*** Items ***

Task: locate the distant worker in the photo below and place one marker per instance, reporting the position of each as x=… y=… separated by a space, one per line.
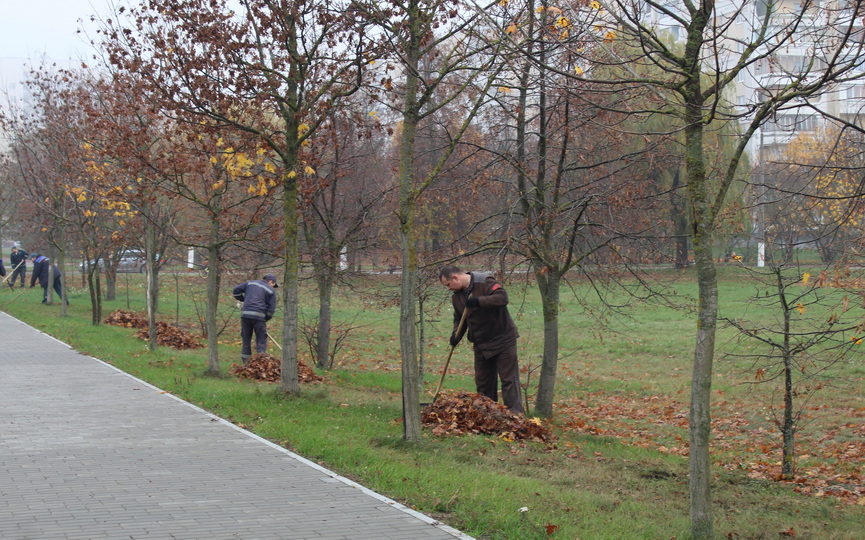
x=18 y=260
x=490 y=328
x=259 y=304
x=41 y=265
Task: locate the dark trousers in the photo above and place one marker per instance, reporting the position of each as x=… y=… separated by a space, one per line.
x=247 y=328
x=500 y=365
x=20 y=271
x=58 y=290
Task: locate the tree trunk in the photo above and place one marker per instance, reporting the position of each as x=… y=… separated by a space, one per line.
x=289 y=382
x=110 y=287
x=700 y=420
x=788 y=428
x=325 y=278
x=549 y=285
x=678 y=209
x=408 y=236
x=213 y=278
x=93 y=287
x=152 y=343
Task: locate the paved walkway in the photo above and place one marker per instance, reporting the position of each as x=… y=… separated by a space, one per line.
x=87 y=451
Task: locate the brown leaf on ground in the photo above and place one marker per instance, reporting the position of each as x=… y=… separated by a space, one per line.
x=264 y=367
x=129 y=319
x=166 y=334
x=465 y=412
x=171 y=336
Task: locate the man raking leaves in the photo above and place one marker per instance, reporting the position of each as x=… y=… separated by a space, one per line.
x=491 y=330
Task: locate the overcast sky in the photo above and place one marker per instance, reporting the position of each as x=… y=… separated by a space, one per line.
x=30 y=29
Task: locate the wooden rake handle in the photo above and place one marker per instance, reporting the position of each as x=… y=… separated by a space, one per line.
x=448 y=361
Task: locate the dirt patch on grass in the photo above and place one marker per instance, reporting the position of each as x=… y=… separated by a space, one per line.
x=829 y=462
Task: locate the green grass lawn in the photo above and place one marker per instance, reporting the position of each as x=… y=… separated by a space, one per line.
x=617 y=469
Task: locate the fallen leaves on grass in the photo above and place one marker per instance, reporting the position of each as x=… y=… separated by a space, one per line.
x=265 y=367
x=831 y=466
x=465 y=412
x=166 y=334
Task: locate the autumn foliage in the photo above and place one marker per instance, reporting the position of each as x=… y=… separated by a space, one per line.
x=166 y=334
x=265 y=367
x=462 y=413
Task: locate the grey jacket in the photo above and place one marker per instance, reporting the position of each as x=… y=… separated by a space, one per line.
x=259 y=300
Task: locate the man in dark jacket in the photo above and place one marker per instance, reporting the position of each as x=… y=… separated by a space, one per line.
x=19 y=267
x=490 y=328
x=259 y=304
x=41 y=265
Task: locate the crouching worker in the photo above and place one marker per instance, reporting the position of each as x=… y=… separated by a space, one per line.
x=259 y=304
x=490 y=328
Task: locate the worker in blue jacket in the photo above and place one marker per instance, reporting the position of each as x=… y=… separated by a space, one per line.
x=259 y=304
x=41 y=264
x=18 y=261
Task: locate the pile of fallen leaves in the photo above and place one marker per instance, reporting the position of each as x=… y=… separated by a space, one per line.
x=129 y=319
x=166 y=334
x=264 y=367
x=828 y=462
x=172 y=336
x=465 y=412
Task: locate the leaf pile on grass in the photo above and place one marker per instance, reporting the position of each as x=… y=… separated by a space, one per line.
x=829 y=463
x=466 y=412
x=265 y=367
x=166 y=334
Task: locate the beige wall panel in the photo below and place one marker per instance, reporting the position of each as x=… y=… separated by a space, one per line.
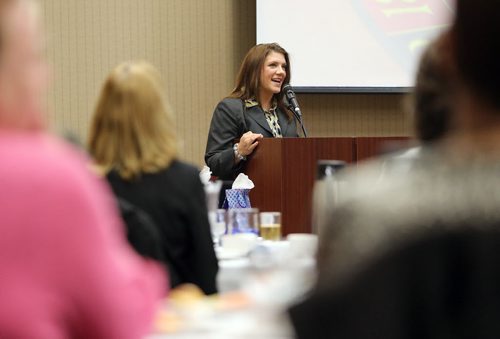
x=197 y=46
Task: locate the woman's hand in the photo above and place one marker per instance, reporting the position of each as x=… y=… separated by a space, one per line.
x=248 y=142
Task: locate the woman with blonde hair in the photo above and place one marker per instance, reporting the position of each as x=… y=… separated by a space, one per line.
x=132 y=141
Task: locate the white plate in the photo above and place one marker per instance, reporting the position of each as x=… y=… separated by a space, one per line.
x=229 y=253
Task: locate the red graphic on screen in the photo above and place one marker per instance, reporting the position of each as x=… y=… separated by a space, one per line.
x=398 y=16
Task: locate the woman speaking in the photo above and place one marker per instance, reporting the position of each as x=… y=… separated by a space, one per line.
x=254 y=110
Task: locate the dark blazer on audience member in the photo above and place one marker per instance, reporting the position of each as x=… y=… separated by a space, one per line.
x=175 y=200
x=231 y=119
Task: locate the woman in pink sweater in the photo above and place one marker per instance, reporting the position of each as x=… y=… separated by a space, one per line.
x=66 y=269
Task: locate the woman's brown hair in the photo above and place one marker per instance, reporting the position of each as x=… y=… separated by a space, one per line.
x=248 y=78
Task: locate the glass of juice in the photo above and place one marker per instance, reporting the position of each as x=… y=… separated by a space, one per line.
x=270 y=226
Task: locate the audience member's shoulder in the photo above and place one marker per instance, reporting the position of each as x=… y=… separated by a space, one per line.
x=184 y=169
x=42 y=157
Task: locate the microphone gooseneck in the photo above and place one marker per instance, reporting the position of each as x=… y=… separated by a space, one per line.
x=293 y=106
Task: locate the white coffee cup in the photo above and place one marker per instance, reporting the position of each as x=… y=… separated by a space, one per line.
x=241 y=242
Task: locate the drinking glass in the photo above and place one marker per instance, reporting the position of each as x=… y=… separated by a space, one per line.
x=217 y=220
x=270 y=226
x=243 y=220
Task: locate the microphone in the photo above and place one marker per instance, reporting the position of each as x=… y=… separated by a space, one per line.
x=292 y=100
x=294 y=106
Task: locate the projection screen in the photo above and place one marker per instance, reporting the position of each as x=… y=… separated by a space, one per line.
x=352 y=45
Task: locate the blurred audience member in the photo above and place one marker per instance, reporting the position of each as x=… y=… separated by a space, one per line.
x=456 y=187
x=66 y=270
x=440 y=285
x=132 y=140
x=430 y=104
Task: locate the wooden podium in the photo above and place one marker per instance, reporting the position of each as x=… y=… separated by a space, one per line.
x=284 y=172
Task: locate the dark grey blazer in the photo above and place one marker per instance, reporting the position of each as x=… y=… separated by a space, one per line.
x=229 y=122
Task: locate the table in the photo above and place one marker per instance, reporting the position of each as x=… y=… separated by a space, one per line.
x=267 y=282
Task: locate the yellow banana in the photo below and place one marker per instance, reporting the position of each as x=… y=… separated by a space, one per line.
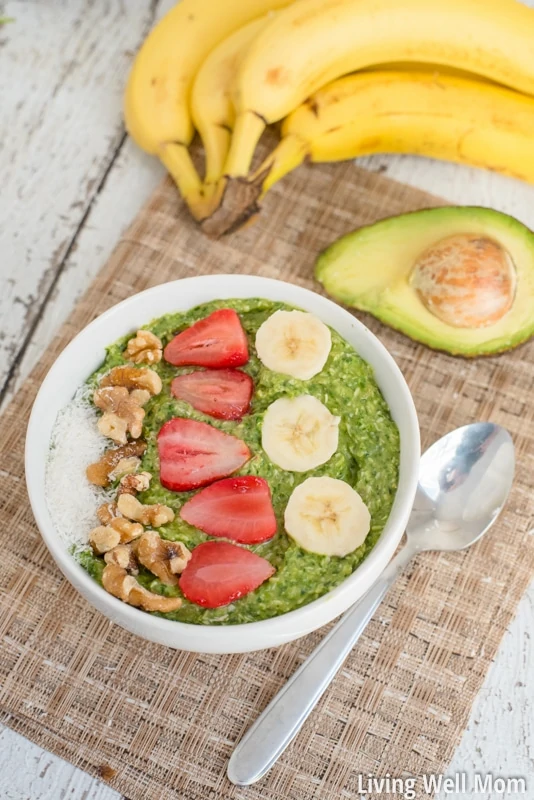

***

## Set problem
Please retype every one of the items above word for word, leaving out the pictures.

## Answer in full
Task: locate the distant worker in the photo below and place one marker per instance, reporting the position of each as x=… y=… separated by a space, one per line.
x=18 y=260
x=490 y=328
x=259 y=304
x=41 y=265
Task: locate the dark trousers in the photo above and place one marker per instance, reporting the position of each as x=… y=… separated by a space, one per line.
x=247 y=328
x=500 y=365
x=20 y=271
x=58 y=290
Task: locate the tree trunk in the photo above and place one marker per instance, reporting the position of each as x=… y=… separated by a space, one per line.
x=289 y=382
x=110 y=287
x=700 y=420
x=788 y=428
x=325 y=278
x=549 y=285
x=678 y=209
x=408 y=236
x=213 y=278
x=93 y=287
x=152 y=343
Task: locate the paved walkway in the photo above and place one marker per instance, reporting the position of each as x=… y=… separated by a space, one per line.
x=87 y=451
Task: locate the brown leaf on ground in the photo above and place one marker per instance, reporting the position of each as x=… y=… separated by a space, one per line.
x=264 y=367
x=129 y=319
x=166 y=334
x=465 y=412
x=171 y=336
Task: locate the man raking leaves in the photo above and place one marker per instance, reporting the position of each as x=… y=… separated by a space, one per line.
x=491 y=330
Task: locate the overcast sky in the photo above and place one marker per instance, reporting the position of each as x=… y=… separated by a space, one per line.
x=30 y=29
Task: locate the wooden rake handle in the photo above and place one marker per instance, reporting the position of each as x=… y=… separated by a space, one per line.
x=448 y=361
Task: locate the dirt patch on grass in the photo above and place one marker per instance, reporting the position of each as x=… y=… separated by a space, one per line.
x=829 y=462
Task: locate the green grass lawn in the photo above and place one marker per instance, reporting the position of each as x=… y=… separated by a space, one per line.
x=617 y=469
Task: locate the fallen leaves on grass in the photo above and place one marker per instance, reporting the position of each as x=… y=… separated by a space, one per line.
x=265 y=367
x=831 y=466
x=465 y=412
x=166 y=334
Task: locate the autumn foliage in the photo above and place one marker per instance, reporting the position of each as x=… y=… separated by a space, one per line.
x=166 y=334
x=265 y=367
x=462 y=413
Task: locate the grey jacket in the photo above and place one marker per instance, reporting the position of each as x=… y=… separated by a space, one per line.
x=259 y=300
Task: locate the man in dark jacket in the photo above and place one marker per instance, reporting the position of each as x=… y=… separated by a space, one per line.
x=19 y=267
x=490 y=328
x=259 y=304
x=41 y=265
Task: locate the crouching worker in the photo above and place one marker per instance, reporting the position of each as x=… y=… separated by a space, one per line.
x=259 y=304
x=490 y=328
Task: locate the worker in blue jacket in the photo above and place one marker per instance, reporting the position of each as x=… y=… separated by a space, one per line.
x=259 y=304
x=41 y=264
x=18 y=261
Task: locate the pile of fallen leaves in the photo above and place one marker per instance, reporting the position of each as x=… y=… separated by a space, one per line.
x=129 y=319
x=166 y=334
x=264 y=367
x=828 y=462
x=172 y=336
x=465 y=412
Task: locate the leaf pile on grass in the photo above and place one marker per instance, reporting the position of each as x=… y=… separated by a space, one per line.
x=829 y=463
x=466 y=412
x=265 y=367
x=166 y=334
Task: locate the beige wall panel in the photo below and place one marker per instance, reporting the position of each as x=… y=… separated by a space, one per line.
x=197 y=46
Task: locate the woman's hand in the photo above and place one marker per instance, reporting the position of each as x=… y=… separated by a space, one per line.
x=248 y=142
Task: locate the woman with blonde hair in the photo above and place one marker per instance, reporting the position of each as x=… y=… separated by a space, one per line.
x=132 y=141
Task: locate the white plate in the photo above and place one marker per instance, reporting the position of each as x=… y=… separated by a space, one per line.
x=229 y=253
Task: locate the red graphic on screen in the photo above and place one marker per instance, reporting the position of each as x=… y=… separated by a space, one per line.
x=398 y=16
Task: locate the woman speaking in the photo above and place one marker per instance, reporting the position of each as x=… y=… separated by a space, one per line.
x=254 y=110
Task: locate the dark blazer on audience member in the photo above and place one marker per instance, reporting the position of each as x=… y=… separated by a space, one per line.
x=175 y=200
x=231 y=119
Task: locate the woman in pink sweater in the photo above and place one marker per instance, reporting the position of each as x=… y=… separated by a space, one per line.
x=66 y=269
Task: locate the woman's brown hair in the photo above and place one marker per instance, reporting the position of each as x=… y=… separated by a space, one per line.
x=248 y=78
Task: locate the glass of juice in the photo above and place one marker per instance, reporting the position of each as x=… y=… separated by a space, one per line.
x=270 y=226
Task: locate the audience member's shoulder in the photo above and place one marker per instance, reporting the position of each as x=… y=… separated by a space, one per line.
x=184 y=169
x=42 y=157
Task: locate the microphone gooseneck in the photo above and place one marker per instance, reporting the position of each as x=… y=… separated by a space, one per line.
x=293 y=106
Task: locate the white coffee cup in the photo above and place one marker per instance, reporting the position of each as x=… y=… separated by a space, one per line.
x=241 y=242
Task: locate the drinking glass in the photo above and place one marker per instance, reporting the position of each as x=… y=… separated by a space, one per line.
x=217 y=220
x=270 y=226
x=243 y=220
Task: locate the microphone in the photo above and place one marker per instance, reporting the position of each as x=… y=… separated by a space, one per line.
x=292 y=100
x=294 y=106
Task: locate the projection screen in the photo above and place one marker per instance, reporting the position of each as x=… y=… separated by a space, one per line.
x=352 y=45
Task: locate the blurred audience member in the photo above and place one marker per instance, reporting the position of each as x=… y=… separated by a space, one per line.
x=456 y=187
x=66 y=270
x=440 y=285
x=132 y=140
x=430 y=104
Task: locate the wooden podium in the photo above and place one marker per instance, reporting the position of each as x=… y=… separated by a space, one per line.
x=284 y=172
Task: locate the dark grey blazer in the photo above and place one marker per instance, reporting the position of each as x=… y=… separated by a space, one per line.
x=229 y=122
Task: locate the table in the photo above and place one marker per instance, reporting the position of each as x=… y=… separated by a space, one per line.
x=267 y=282
Task: locate the yellow banana in the photo below and place one marker per instance, reporting the position of each as x=… y=… separated by a space, one per line.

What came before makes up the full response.